**EXCERPTED PASSAGE:**

----------------

THE SNAPPER. (1993) REVIEW BY SANDRA HARRIS.

THE SNAPPER. (1993) DIRECTED BY STEPHEN FREARS.

BASED ON THE BOOK BY RODDY DOYLE.

DISTRIBUTED BY ELECTRIC PICTURES.

MUSIC BY STANLEY MYERS.

STARRING TINA KELLEGHER, COLM MEANEY, RUTH MCCABE, PAT LAFFAN, BRENDON GLEASON, STUART DUNNE AND RYNAGH O’GRADY.

REVIEW BY SANDRA HARRIS. ©

‘Are you all right, Sharon…? Are you all right there…?’

‘I suppose a ride’s out of the question…?’

Oh my God, I love this film. It’s a gem from the early ‘90s that I hadn’t seen for years and years, so when I found the DVD in a charity shop recently, you can be sure I nabbed it. After paying the euro to the old lady first, of course. The book is one of Roddy Doyle’s BARRYTOWN TRILOGY, which also features THE COMMITMENTS and THE VAN, each of which have also been turned into iconic Irish fillums.

It’s the story of the Curley family, as chaotically Dublin at they come, and in particular of its eldest daughter Sharon, who is expecting a happy event in the next few months . . . a baby conceived on a drunken night out with the girls.

To be brutally honest, Sharon is actually raped by George Burgess, the father of one of her friends, who takes advantage of a drunk girl too pissed to make an informed decision about whether or not she consents to the act of union.

But the movie is billed as a charming comedy, possibly the funniest film of the year, so I guess it’d be too ‘woke’ to go on about the act of violence that brings the baby, the little ‘snapper,’ into being…

The film follows Sharon as she first tells her shocked parents about her news, then her best friends, the ‘girls,’ with whom she has every intention of continuing to party, right up until her body tells her it’s time to stop. She’ll keep on working at the supermarket too, until it all gets too much.

----------------

**EXTRACTED RECORDS:**

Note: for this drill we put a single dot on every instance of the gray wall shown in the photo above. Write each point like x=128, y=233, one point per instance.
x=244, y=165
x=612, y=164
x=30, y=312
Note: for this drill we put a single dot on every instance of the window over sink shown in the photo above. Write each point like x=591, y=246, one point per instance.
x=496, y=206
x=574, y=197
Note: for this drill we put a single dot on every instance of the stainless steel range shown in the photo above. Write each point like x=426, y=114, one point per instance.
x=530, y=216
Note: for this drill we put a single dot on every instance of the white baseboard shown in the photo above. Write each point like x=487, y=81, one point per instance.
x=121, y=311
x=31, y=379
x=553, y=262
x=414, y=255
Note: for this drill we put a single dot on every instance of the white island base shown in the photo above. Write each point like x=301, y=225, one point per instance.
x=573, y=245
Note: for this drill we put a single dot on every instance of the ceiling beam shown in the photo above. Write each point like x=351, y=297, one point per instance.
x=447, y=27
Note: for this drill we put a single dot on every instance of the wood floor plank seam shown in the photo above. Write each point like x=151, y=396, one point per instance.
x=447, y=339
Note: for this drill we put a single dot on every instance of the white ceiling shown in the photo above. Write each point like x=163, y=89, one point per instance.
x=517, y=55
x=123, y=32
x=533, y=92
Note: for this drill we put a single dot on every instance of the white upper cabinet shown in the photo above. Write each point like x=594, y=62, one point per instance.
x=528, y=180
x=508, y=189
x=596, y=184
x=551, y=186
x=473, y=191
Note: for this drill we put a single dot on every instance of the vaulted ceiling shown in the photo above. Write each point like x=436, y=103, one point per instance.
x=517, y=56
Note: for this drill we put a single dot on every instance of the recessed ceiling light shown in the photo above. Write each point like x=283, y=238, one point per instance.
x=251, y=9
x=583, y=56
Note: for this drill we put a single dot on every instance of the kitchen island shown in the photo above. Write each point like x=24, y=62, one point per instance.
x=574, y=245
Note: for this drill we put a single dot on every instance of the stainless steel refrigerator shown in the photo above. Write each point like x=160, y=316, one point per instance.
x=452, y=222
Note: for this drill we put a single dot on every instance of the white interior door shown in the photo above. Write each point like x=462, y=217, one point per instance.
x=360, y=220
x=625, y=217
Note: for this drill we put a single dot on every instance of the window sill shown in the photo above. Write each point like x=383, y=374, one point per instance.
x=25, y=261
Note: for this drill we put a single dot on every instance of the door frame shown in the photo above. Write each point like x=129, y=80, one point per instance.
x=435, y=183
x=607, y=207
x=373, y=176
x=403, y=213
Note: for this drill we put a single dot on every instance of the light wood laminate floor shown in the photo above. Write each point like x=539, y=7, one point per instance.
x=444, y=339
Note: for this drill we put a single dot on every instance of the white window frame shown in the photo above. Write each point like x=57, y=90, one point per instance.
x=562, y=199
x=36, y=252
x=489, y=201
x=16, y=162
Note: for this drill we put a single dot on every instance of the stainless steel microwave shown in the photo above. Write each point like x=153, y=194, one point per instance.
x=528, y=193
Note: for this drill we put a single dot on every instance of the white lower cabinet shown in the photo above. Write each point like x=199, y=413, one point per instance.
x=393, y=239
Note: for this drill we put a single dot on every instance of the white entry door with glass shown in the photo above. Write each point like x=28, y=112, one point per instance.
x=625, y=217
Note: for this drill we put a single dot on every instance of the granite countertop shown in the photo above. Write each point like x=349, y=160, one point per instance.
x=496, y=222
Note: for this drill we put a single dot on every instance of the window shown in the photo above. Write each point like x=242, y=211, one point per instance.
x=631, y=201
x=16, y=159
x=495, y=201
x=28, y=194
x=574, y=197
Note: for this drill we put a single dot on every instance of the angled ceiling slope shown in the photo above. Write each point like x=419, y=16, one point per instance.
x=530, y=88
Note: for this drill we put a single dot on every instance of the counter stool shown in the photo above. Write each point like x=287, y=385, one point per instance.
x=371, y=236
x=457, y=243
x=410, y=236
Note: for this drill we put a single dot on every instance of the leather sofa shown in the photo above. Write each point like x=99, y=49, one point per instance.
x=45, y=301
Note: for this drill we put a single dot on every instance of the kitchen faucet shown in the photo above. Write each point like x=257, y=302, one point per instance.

----------------

**DIRECTIONS:**
1. According to the review of The Snapper, where does Sharon plan to keep working while she is pregnant?
2. Please carry on the review of The Snapper from the point where it stops.

**RESPONSE LIST:**
1. At the supermarket.

2.
Her dad Dessie, hilariously played by Colm Meaney, sounds off a bit at first, but then he gets used to the idea of a new baby in the family, though he’s not happy that Sharon, out of shame and embarrassment, is refusing to disclose the identity of the father.

His pals, including a very young Brendan THE GUARD Gleason and also Stuart Dunne who goes on to play notorious gangster Billy Meehan in Irish soap opera FAIR CITY, give him an awful ribbing about it, but Dessie will fight anyone who calls his eldest daughter a slut, so don’t you even think about it, right…?

‘What will the neighbours think?’ That’s a question that Sharon’s mum throws out there. It’s a question that would have troubled the minds of every Irish parent with a daughter pregnant out of wedlock back then, and it’s such a tremendous relief when Colm Meaney bursts out with, ‘Fuck the neighbours!’ As reassuring and refreshing as that is, though, it’s Sharon who has to bear the brunt of their hurtful gossiping and cruel stone-throwing.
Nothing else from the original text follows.